Genesee expert: Flint water plant ‘out of control’
Flint — The Flint Water Treatment plant was not ready to dispense drinking water to residents in 2014, and officials who authorized the switch could and should have returned to better, superior water from Lake Huron, a Genesee County drain official testified Friday.
David Jansen, the senior assistant director of the Genesee County Drain Commission, said at the criminal preliminary hearing of four Michigan Department of Environmental Quality employees that the treatment plant had myriad problems before it went online in April 2014. The water wasn’t treated with corrosion control chemicals and resulted in lead leaching from aging pipelines into the city’s drinking water.
Jansen, who is retiring after 16 years at the drain commission, described the plant almost immediately after the switch as “water out of control.” Public complaints and “bacteriological contamination reports” about the water should have precipitated a switch back to the Detroit area water system, he said.

◆ ◆ ◆ ◆ ◆

● **Tasks to perform**:
A: According to the Flint water plant article, why did lead get into the city's drinking water? Answer in one to three sentences.
B: Carry on the article about the Flint water plant testimony from the point where it stops.
The material after this point comes from a separate source.

Collected data:
◆ ◆ ◆ ◆ ◆

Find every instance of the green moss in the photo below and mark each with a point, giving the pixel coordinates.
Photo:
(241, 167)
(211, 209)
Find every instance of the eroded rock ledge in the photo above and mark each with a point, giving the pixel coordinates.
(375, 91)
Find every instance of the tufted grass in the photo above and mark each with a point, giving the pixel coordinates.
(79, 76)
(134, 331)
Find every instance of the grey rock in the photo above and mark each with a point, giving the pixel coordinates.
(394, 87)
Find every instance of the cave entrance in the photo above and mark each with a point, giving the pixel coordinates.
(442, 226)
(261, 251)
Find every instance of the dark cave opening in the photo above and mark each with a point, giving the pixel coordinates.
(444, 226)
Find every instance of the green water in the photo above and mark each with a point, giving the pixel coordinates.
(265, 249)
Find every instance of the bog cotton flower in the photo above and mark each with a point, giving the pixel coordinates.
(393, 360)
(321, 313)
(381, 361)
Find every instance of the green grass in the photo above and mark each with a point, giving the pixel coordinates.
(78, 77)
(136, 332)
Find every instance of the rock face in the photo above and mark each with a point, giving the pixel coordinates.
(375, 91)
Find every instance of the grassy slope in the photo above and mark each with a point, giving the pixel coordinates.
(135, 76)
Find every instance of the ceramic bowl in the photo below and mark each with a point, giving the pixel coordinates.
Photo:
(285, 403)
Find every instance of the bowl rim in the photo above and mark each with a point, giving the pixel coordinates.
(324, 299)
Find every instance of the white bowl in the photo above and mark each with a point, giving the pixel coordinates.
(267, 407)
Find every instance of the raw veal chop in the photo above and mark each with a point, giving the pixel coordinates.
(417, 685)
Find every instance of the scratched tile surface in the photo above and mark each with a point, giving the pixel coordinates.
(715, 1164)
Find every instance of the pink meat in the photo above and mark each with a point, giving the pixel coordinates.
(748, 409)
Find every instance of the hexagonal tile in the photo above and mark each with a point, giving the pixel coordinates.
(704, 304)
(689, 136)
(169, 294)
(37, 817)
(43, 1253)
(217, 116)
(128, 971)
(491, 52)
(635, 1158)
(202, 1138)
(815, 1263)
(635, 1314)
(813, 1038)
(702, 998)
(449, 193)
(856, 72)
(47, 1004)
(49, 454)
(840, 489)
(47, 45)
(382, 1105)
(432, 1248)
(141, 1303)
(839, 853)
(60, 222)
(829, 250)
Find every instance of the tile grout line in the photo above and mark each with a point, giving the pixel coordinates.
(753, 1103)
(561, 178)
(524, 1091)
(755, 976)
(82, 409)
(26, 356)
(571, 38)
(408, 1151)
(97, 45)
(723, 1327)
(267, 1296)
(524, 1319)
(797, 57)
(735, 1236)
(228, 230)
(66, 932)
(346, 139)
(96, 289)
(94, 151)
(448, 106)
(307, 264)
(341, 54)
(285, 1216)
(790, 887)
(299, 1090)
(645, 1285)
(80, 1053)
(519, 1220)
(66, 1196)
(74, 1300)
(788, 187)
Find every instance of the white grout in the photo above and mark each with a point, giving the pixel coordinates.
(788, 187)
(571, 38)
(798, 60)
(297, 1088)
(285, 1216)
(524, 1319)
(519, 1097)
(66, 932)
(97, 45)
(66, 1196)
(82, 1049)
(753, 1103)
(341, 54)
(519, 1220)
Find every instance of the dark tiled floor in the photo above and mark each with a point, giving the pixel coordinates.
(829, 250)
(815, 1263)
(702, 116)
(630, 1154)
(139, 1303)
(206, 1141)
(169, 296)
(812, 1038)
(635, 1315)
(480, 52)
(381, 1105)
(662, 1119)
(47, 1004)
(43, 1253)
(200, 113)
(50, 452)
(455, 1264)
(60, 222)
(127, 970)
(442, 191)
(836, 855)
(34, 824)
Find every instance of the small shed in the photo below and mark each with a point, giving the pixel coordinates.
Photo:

◆ ◆ ◆ ◆ ◆

● **Results for the exercise**:
A: The water was not treated with corrosion control chemicals. As a result, lead leached from aging pipelines into the city's drinking water.

B:
“If you are asking me, in my opinion, would I have blessed the operation of the plant as its superintendent or manager? ... I would not have wanted to be the operator in charge of that plant on the day that it started to operate,” Jansen said in response to a question by Special Prosecutor Todd Flood. “There are concerns that I had.”
The red flags were evident, he said.
“The fact that you’re not able to control the organic loads coming in, that you’re creating Trihalomethanes but you’re having incidents of water out of control, creating biological hazards in the distribution system, suggests strongly that something is wrong either with the plant itself or the operation of the plant,” Jansen said.
“The physical ability to return to Detroit (area) water was available, as far as I understand, at any time that such arrangements were made through the county and the water providers of Detroit,” he added.
When asked if Flint should have switched back, Jansen said, “It seems reasonable,” but added it was an opinion given in hindsight.
The testimony continued in 67th District Court before Judge Jennifer Manley in the preliminary exam hearing for water regulators Stephen Busch, Michael Prysby, Patrick Cook as well as Liane Shekter Smith, the fired head of the DEQ division responsible for overseeing Flint’s water source switch.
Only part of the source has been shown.